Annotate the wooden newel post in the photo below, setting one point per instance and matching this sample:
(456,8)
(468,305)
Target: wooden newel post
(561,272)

● ● ● ●

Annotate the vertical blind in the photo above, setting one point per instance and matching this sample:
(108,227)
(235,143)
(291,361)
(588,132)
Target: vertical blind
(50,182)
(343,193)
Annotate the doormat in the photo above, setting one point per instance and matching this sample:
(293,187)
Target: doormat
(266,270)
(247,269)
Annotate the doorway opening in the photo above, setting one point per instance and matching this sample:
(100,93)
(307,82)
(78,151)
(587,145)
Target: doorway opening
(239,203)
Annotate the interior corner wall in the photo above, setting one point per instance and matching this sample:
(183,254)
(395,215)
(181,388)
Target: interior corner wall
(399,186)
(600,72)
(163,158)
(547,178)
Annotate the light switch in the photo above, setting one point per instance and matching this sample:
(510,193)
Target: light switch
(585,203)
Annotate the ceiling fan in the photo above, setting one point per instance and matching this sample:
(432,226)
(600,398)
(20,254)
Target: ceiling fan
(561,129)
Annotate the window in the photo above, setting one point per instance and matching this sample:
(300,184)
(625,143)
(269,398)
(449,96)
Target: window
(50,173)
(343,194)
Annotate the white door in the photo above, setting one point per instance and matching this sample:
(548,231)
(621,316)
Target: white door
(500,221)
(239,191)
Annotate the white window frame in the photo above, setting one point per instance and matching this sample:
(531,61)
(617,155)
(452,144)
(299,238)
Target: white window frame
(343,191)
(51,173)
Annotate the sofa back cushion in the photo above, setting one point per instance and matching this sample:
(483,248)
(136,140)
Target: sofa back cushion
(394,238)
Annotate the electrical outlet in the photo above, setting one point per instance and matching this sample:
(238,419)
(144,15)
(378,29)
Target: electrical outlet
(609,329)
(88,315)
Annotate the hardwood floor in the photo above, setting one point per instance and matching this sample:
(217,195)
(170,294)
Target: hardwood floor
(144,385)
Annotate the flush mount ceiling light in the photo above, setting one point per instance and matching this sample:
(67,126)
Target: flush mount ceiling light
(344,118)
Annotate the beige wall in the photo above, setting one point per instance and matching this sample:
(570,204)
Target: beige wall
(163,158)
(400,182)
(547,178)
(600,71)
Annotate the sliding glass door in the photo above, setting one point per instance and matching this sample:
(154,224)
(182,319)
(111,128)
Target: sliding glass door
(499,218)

● ● ● ●

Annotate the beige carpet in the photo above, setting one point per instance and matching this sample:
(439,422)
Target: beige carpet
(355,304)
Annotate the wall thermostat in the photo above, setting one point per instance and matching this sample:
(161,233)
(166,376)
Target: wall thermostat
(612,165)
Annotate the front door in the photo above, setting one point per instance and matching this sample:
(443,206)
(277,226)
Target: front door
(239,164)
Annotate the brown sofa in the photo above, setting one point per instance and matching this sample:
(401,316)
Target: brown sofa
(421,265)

● ● ● ●

Please list every line of the items above that contains the word "doormat".

Annotate the doormat in the photo above, setting one point per instance and matching this sample:
Target: doormat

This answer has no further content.